Formate todas as linhas dos registros abaixo como uma tabela Markdown de duas colunas, Número e Linha, omitindo as linhas em branco. Deixe as imagens fora da resposta.

■ **Registros disponíveis**

┄┄┄┄┄┄┄┄┄┄

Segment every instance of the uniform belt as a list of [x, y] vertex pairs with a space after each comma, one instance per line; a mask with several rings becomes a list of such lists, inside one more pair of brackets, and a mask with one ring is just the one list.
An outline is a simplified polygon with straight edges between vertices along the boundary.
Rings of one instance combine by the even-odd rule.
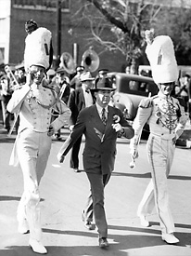
[[154, 137], [160, 138], [160, 139], [165, 140], [165, 141], [172, 141], [175, 137], [174, 133], [171, 133], [171, 134], [166, 134], [166, 133], [165, 134], [164, 133], [156, 134], [156, 133], [150, 132], [150, 135], [154, 136]]

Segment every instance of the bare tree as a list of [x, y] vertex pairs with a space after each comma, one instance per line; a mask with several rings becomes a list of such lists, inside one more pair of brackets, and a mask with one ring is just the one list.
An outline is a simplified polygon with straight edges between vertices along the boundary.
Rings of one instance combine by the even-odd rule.
[[90, 27], [88, 45], [96, 43], [102, 51], [121, 52], [133, 74], [137, 74], [144, 56], [146, 29], [154, 28], [156, 34], [169, 34], [179, 57], [191, 52], [191, 20], [189, 9], [184, 8], [185, 0], [178, 7], [173, 0], [81, 1], [82, 7], [73, 17]]
[[96, 42], [103, 47], [103, 51], [120, 51], [131, 66], [130, 72], [137, 74], [145, 49], [143, 32], [154, 25], [161, 7], [145, 4], [144, 0], [86, 0], [83, 3], [79, 13], [89, 21], [92, 35], [88, 43]]

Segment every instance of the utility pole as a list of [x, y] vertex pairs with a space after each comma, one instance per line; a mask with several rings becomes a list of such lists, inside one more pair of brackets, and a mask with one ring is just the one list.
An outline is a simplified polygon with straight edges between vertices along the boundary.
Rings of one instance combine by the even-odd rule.
[[[61, 55], [61, 0], [57, 0], [57, 60]], [[58, 63], [59, 64], [59, 63]]]

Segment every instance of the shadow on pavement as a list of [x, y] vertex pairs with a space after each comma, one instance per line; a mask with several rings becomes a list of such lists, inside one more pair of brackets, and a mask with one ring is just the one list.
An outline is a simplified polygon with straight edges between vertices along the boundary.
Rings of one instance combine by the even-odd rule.
[[[0, 201], [19, 201], [20, 197], [11, 196], [11, 195], [0, 195]], [[45, 201], [44, 198], [41, 198], [41, 202]]]
[[[126, 177], [134, 177], [134, 178], [151, 178], [150, 172], [146, 173], [127, 173], [127, 172], [112, 172], [112, 176], [126, 176]], [[191, 180], [191, 176], [179, 176], [179, 175], [170, 175], [170, 180], [180, 180], [180, 181], [189, 181]]]

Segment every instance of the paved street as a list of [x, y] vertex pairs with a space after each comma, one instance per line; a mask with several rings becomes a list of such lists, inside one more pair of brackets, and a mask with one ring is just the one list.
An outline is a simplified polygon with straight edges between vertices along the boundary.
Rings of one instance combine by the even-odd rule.
[[[0, 130], [0, 256], [35, 255], [28, 246], [29, 234], [17, 232], [16, 210], [23, 190], [21, 171], [8, 166], [14, 138]], [[67, 131], [62, 130], [67, 137]], [[89, 185], [83, 171], [69, 168], [70, 154], [64, 164], [56, 155], [62, 142], [53, 140], [51, 155], [40, 185], [43, 241], [49, 256], [190, 256], [191, 255], [191, 150], [177, 147], [169, 179], [170, 200], [180, 243], [167, 245], [160, 238], [159, 219], [154, 211], [144, 228], [136, 209], [149, 182], [146, 141], [139, 148], [136, 168], [131, 169], [128, 140], [118, 141], [116, 168], [106, 187], [106, 211], [108, 222], [108, 250], [97, 246], [96, 231], [83, 227], [81, 214]], [[83, 148], [82, 144], [81, 152]], [[83, 164], [81, 161], [81, 168]]]

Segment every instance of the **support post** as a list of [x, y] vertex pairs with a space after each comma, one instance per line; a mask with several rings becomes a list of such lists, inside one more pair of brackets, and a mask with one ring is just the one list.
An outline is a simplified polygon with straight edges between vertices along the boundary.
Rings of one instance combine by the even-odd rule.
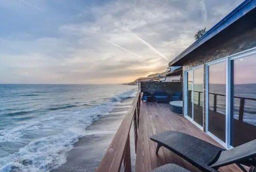
[[244, 109], [244, 98], [240, 98], [240, 105], [239, 106], [239, 121], [243, 122], [243, 110]]

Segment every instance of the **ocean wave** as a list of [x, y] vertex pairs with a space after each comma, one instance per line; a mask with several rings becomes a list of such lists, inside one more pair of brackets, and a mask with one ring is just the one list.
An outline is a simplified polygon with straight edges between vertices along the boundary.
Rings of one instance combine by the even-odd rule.
[[[107, 114], [115, 105], [135, 95], [133, 89], [94, 106], [65, 104], [49, 108], [45, 111], [47, 113], [37, 116], [36, 119], [13, 128], [0, 130], [0, 144], [6, 141], [22, 142], [24, 138], [27, 141], [26, 136], [33, 138], [31, 133], [35, 135], [33, 139], [21, 147], [19, 151], [8, 155], [6, 152], [0, 152], [0, 172], [49, 172], [60, 166], [66, 162], [66, 154], [73, 144], [88, 134], [87, 127]], [[69, 110], [69, 108], [74, 108], [54, 111]], [[21, 114], [29, 112], [23, 111]], [[45, 135], [38, 138], [38, 133]]]
[[38, 95], [40, 95], [40, 94], [25, 94], [25, 95], [19, 95], [19, 96], [37, 96]]
[[17, 112], [10, 112], [6, 114], [3, 114], [3, 115], [7, 115], [7, 116], [17, 116], [17, 115], [22, 115], [27, 114], [31, 114], [32, 113], [34, 112], [35, 111], [18, 111]]
[[47, 109], [46, 109], [45, 110], [46, 111], [55, 111], [55, 110], [59, 110], [60, 109], [67, 109], [68, 108], [75, 108], [77, 107], [78, 106], [73, 105], [73, 104], [63, 104], [61, 106], [56, 106], [56, 107], [50, 108]]

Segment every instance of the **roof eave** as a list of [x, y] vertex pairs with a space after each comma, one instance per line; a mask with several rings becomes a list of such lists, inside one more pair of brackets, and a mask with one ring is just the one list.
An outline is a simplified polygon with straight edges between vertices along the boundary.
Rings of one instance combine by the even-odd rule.
[[[169, 63], [169, 66], [175, 65], [177, 62], [188, 54], [209, 40], [232, 23], [256, 7], [256, 0], [246, 0], [228, 15], [208, 31], [181, 53]], [[179, 65], [180, 65], [180, 64]]]

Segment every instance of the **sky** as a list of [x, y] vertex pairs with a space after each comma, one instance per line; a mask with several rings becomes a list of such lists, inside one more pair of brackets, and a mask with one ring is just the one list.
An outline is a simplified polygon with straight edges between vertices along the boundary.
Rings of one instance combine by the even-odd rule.
[[241, 0], [0, 0], [0, 83], [120, 83], [169, 61]]

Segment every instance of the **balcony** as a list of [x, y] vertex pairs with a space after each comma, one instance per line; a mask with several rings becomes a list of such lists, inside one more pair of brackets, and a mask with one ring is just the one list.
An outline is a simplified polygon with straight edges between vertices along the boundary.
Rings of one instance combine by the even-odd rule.
[[[190, 134], [221, 146], [183, 116], [171, 112], [168, 104], [142, 102], [140, 97], [140, 94], [138, 93], [135, 98], [132, 106], [97, 171], [149, 172], [168, 163], [175, 163], [192, 172], [200, 172], [163, 147], [156, 155], [156, 144], [149, 139], [149, 137], [165, 130], [172, 130]], [[132, 133], [133, 135], [131, 135], [130, 137], [134, 139], [130, 139], [130, 135]], [[133, 150], [130, 148], [132, 146], [135, 147], [135, 153], [131, 151]], [[136, 155], [135, 164], [133, 165], [131, 154]], [[222, 172], [242, 172], [234, 164], [221, 167], [218, 170]]]

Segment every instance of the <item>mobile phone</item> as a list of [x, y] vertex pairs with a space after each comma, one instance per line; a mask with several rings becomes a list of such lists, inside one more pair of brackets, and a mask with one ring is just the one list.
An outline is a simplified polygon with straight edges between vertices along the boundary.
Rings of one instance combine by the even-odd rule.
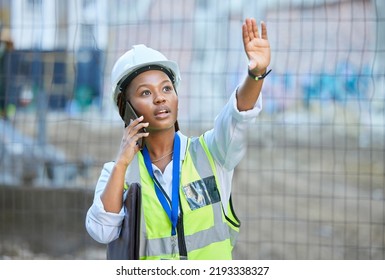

┄┄┄┄┄┄┄┄┄┄

■ **Resultado da tarefa**
| Número | Linha |
|---|---|
| 1 | Segment every instance of the uniform belt as a list of [x, y] vertex pairs with a space after each comma, one instance per line; a mask with several rings becomes a list of such lists, inside one more pair of brackets, and a mask with one ring is just the one list. |
| 2 | An outline is a simplified polygon with straight edges between vertices along the boundary. |
| 3 | Rings of one instance combine by the even-odd rule. |
| 4 | [[154, 137], [160, 138], [160, 139], [165, 140], [165, 141], [172, 141], [175, 137], [174, 133], [171, 133], [171, 134], [166, 134], [166, 133], [165, 134], [164, 133], [156, 134], [156, 133], [150, 132], [150, 135], [154, 136]] |
| 5 | Segment every instance of the bare tree as a list of [x, y] vertex pairs with a space after each comma, one instance per line; a mask with several rings becomes a list of such lists, inside one more pair of brackets, and a mask with one ring is just the one list. |
| 6 | An outline is a simplified polygon with straight edges between vertices along the boundary. |
| 7 | Rings of one instance combine by the even-odd rule. |
| 8 | [[90, 27], [88, 45], [96, 43], [102, 51], [121, 52], [133, 74], [137, 74], [144, 56], [146, 29], [154, 28], [156, 34], [169, 34], [179, 57], [191, 52], [191, 20], [189, 9], [184, 8], [185, 0], [178, 7], [173, 0], [81, 1], [82, 7], [73, 17]] |
| 9 | [[96, 42], [103, 47], [103, 51], [120, 51], [131, 66], [130, 72], [137, 74], [145, 49], [143, 32], [154, 25], [161, 7], [145, 4], [144, 0], [86, 0], [83, 3], [79, 13], [89, 21], [92, 35], [88, 43]] |
| 10 | Segment every instance of the utility pole as a list of [x, y] vertex pairs with a space after each comma, one instance per line; a mask with several rings becomes a list of such lists, inside one more pair of brackets, and a mask with one ring is just the one list. |
| 11 | An outline is a simplified polygon with straight edges between vertices along the boundary. |
| 12 | Rings of one instance combine by the even-odd rule. |
| 13 | [[[61, 55], [61, 0], [57, 0], [57, 60]], [[58, 63], [59, 64], [59, 63]]] |
| 14 | Segment every instance of the shadow on pavement as a list of [x, y] vertex pairs with a space after each comma, one instance per line; a mask with several rings becomes a list of such lists, inside one more pair of brackets, and a mask with one ring is just the one list. |
| 15 | An outline is a simplified polygon with straight edges between vertices along the boundary. |
| 16 | Rings of one instance combine by the even-odd rule. |
| 17 | [[[0, 201], [19, 201], [20, 197], [11, 196], [11, 195], [0, 195]], [[45, 201], [44, 198], [41, 198], [41, 202]]] |
| 18 | [[[126, 177], [134, 177], [134, 178], [151, 178], [150, 172], [146, 173], [127, 173], [127, 172], [112, 172], [112, 176], [126, 176]], [[191, 180], [191, 176], [179, 176], [179, 175], [170, 175], [170, 180], [180, 180], [180, 181], [189, 181]]] |
| 19 | Segment every instance of the paved street as a list of [x, y] vertex pairs with a space after each comma, one instance per line; a mask with several rings becomes a list of such lists, inside one more pair of brackets, and a mask with one ring is just the one list. |
| 20 | An outline is a simplified polygon with straight edges between vertices along the boundary. |
| 21 | Rings of one instance combine by the even-odd rule. |
| 22 | [[[0, 130], [0, 256], [35, 255], [28, 246], [29, 234], [17, 232], [16, 210], [23, 190], [21, 171], [8, 166], [14, 138]], [[67, 131], [62, 130], [67, 137]], [[89, 185], [83, 171], [69, 168], [70, 154], [64, 164], [56, 155], [62, 142], [53, 140], [51, 155], [40, 185], [43, 241], [49, 256], [190, 256], [191, 255], [191, 150], [177, 147], [169, 179], [170, 200], [180, 243], [167, 245], [160, 238], [159, 219], [154, 211], [144, 228], [136, 209], [149, 182], [146, 141], [139, 148], [136, 168], [131, 169], [128, 140], [118, 141], [116, 168], [106, 187], [106, 211], [108, 222], [108, 250], [97, 246], [96, 231], [83, 227], [81, 214]], [[83, 148], [82, 144], [81, 152]], [[83, 164], [81, 161], [81, 168]]] |
| 23 | Segment every instance of the **support post** as a list of [x, y] vertex pairs with a space after each comma, one instance per line; a mask with several rings becomes a list of such lists, inside one more pair of brackets, and a mask with one ring is just the one list. |
| 24 | An outline is a simplified polygon with straight edges between vertices along the boundary. |
| 25 | Rings of one instance combine by the even-odd rule. |
| 26 | [[244, 109], [244, 98], [240, 98], [240, 105], [239, 106], [239, 121], [243, 122], [243, 110]] |
| 27 | Segment every instance of the **ocean wave** as a list of [x, y] vertex pairs with a space after each comma, one instance per line; a mask with several rings becomes a list of such lists, inside one more pair of brackets, and a mask with one ring is just the one list. |
| 28 | An outline is a simplified polygon with straight edges between vertices along the boundary. |
| 29 | Rings of one instance combine by the even-odd rule. |
| 30 | [[[107, 114], [115, 105], [135, 95], [133, 89], [94, 106], [65, 104], [49, 108], [45, 111], [47, 113], [37, 116], [36, 119], [13, 128], [0, 130], [0, 144], [6, 141], [22, 142], [24, 138], [27, 141], [26, 136], [33, 138], [31, 133], [35, 135], [33, 139], [21, 147], [19, 151], [8, 155], [6, 152], [0, 152], [0, 172], [49, 172], [60, 166], [66, 162], [66, 154], [73, 144], [88, 134], [87, 127]], [[69, 110], [69, 108], [74, 108], [54, 111]], [[21, 114], [29, 112], [23, 111]], [[45, 135], [38, 138], [38, 133]]] |
| 31 | [[38, 95], [40, 95], [40, 94], [25, 94], [25, 95], [19, 95], [19, 96], [37, 96]] |
| 32 | [[17, 112], [10, 112], [6, 114], [3, 114], [3, 115], [7, 115], [7, 116], [17, 116], [17, 115], [22, 115], [27, 114], [31, 114], [32, 113], [34, 112], [35, 111], [18, 111]] |
| 33 | [[47, 109], [46, 109], [45, 110], [46, 111], [55, 111], [55, 110], [59, 110], [60, 109], [67, 109], [68, 108], [75, 108], [77, 107], [78, 106], [73, 105], [73, 104], [63, 104], [61, 106], [56, 106], [56, 107], [50, 108]] |
| 34 | Segment every instance of the **roof eave** as a list of [x, y] vertex pairs with a space after each comma, one instance per line; a mask with several rings becomes a list of such lists, inside one more pair of brackets, and a mask with one ring is just the one list. |
| 35 | An outline is a simplified polygon with straight edges between vertices along the boundary. |
| 36 | Rings of one instance combine by the even-odd rule. |
| 37 | [[[169, 63], [169, 66], [175, 65], [177, 62], [188, 54], [209, 40], [232, 23], [256, 7], [256, 0], [246, 0], [228, 15], [208, 31], [181, 53]], [[179, 65], [180, 65], [180, 64]]] |
| 38 | Segment every instance of the **sky** as a list of [x, y] vertex pairs with a space after each comma, one instance per line; a mask with several rings becomes a list of such lists, inside one more pair of brackets, and a mask with one ring is just the one list. |
| 39 | An outline is a simplified polygon with straight edges between vertices along the boundary. |
| 40 | Rings of one instance combine by the even-odd rule. |
| 41 | [[241, 0], [0, 0], [0, 83], [120, 83], [169, 61]] |
| 42 | Segment every instance of the **balcony** as a list of [x, y] vertex pairs with a space after each comma, one instance per line; a mask with several rings becomes a list of such lists, inside one more pair of brackets, and a mask with one ring is just the one list. |
| 43 | An outline is a simplified polygon with straight edges between vertices along the boundary. |
| 44 | Rings of one instance combine by the even-odd rule. |
| 45 | [[[190, 134], [221, 146], [183, 116], [171, 112], [168, 104], [142, 102], [140, 97], [140, 94], [138, 93], [135, 98], [132, 106], [97, 171], [149, 172], [168, 163], [175, 163], [192, 172], [200, 172], [163, 147], [156, 155], [156, 144], [149, 139], [149, 137], [165, 130], [172, 130]], [[132, 133], [133, 135], [131, 135], [130, 137], [134, 139], [130, 139], [130, 135]], [[133, 150], [130, 148], [132, 146], [135, 147], [135, 153], [131, 151]], [[136, 155], [135, 164], [133, 165], [131, 154]], [[222, 172], [242, 172], [234, 164], [221, 167], [218, 170]]] |
| 46 | Segment every instance of the <item>mobile phone</item> as a list of [x, y] vertex pairs with a space after each comma, one instance per line; a mask with several rings becomes a list of such lists, inside one more pair of brackets, and a mask with one ring is just the one list. |
| 47 | An outline is a simplified polygon with straight edges between vertices along the boundary. |
| 48 | Rings of one instance combine by the even-odd rule. |